__Direction__: Copy the lines from the one containing "Outline every instance of the silver" through the end of the items, swapping "evenodd" for "nonzero" and leaving everything else unchanged.

(Some items)
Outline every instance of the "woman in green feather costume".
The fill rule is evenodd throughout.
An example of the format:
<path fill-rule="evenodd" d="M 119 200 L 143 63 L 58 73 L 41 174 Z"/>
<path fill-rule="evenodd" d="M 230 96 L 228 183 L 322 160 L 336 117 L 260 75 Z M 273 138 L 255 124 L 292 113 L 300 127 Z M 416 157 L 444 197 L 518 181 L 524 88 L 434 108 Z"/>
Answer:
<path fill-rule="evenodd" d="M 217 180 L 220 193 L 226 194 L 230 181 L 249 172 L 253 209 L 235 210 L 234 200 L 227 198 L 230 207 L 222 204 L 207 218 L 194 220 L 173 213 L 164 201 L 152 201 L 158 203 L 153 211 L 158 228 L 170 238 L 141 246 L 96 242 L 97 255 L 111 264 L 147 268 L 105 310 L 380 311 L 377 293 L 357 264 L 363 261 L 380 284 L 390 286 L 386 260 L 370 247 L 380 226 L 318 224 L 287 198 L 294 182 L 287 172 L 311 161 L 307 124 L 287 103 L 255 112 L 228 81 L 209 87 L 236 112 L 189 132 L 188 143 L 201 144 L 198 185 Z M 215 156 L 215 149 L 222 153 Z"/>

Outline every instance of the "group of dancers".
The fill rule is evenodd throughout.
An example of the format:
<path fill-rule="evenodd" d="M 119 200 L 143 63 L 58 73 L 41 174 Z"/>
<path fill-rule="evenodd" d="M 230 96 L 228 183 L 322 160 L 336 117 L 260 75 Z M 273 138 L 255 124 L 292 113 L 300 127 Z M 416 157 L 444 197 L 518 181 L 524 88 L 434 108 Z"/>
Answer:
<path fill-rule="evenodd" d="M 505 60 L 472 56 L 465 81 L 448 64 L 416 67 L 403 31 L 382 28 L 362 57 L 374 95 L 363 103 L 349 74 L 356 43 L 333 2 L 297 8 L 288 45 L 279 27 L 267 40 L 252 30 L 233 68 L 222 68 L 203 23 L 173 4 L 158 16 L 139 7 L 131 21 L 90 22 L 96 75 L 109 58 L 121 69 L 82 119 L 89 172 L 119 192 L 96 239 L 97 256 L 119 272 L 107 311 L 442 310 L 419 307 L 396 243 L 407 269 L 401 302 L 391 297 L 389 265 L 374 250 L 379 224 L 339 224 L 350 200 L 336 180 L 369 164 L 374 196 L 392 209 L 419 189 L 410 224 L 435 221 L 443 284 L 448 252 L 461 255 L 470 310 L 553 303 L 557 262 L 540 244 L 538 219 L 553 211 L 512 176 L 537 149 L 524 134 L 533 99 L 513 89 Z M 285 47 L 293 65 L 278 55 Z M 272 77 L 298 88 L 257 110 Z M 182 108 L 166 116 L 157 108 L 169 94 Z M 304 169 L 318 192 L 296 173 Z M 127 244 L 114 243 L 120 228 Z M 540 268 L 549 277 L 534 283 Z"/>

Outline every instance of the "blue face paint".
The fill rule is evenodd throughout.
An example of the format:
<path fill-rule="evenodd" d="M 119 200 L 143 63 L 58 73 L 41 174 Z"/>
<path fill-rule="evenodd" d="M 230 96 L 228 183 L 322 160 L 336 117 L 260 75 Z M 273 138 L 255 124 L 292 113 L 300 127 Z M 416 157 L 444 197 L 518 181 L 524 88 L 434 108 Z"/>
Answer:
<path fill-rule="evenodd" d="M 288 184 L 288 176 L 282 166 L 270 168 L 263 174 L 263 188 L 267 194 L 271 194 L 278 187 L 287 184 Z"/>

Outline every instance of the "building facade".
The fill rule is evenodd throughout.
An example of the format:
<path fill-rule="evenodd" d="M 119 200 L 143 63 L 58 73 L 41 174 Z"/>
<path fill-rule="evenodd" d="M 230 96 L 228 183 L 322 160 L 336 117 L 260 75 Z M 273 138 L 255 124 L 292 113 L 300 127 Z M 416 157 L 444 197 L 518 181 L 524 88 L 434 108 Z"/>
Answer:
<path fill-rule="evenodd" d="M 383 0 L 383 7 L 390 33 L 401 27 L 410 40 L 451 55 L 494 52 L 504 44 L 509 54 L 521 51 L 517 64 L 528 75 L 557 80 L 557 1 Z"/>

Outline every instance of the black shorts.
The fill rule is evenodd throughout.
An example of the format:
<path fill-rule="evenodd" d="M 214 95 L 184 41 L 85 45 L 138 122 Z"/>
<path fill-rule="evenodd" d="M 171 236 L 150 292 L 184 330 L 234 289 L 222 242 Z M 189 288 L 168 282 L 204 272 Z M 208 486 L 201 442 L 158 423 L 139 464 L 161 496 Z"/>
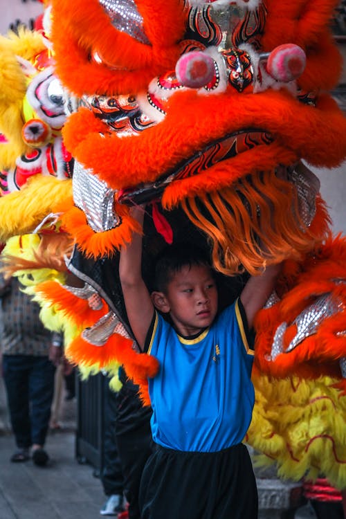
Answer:
<path fill-rule="evenodd" d="M 250 455 L 240 444 L 217 453 L 157 446 L 142 475 L 141 519 L 256 519 Z"/>

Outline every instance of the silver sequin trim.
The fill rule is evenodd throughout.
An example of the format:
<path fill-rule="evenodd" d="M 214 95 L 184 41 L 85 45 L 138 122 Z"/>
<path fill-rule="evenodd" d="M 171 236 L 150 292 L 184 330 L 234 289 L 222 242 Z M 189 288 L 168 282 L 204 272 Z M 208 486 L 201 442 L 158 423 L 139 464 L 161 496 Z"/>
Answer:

__Solution__:
Outline every instance of the silver sequin trim.
The fill rule is nonzero throughout.
An example of the format:
<path fill-rule="nonzero" d="M 214 95 L 184 41 L 85 45 L 138 122 Z"/>
<path fill-rule="nonzero" d="M 171 236 L 150 292 L 184 330 L 234 289 L 222 242 Z M 189 288 L 168 282 L 204 272 Z M 208 486 L 201 442 L 158 423 L 139 464 L 161 496 Z"/>
Answer:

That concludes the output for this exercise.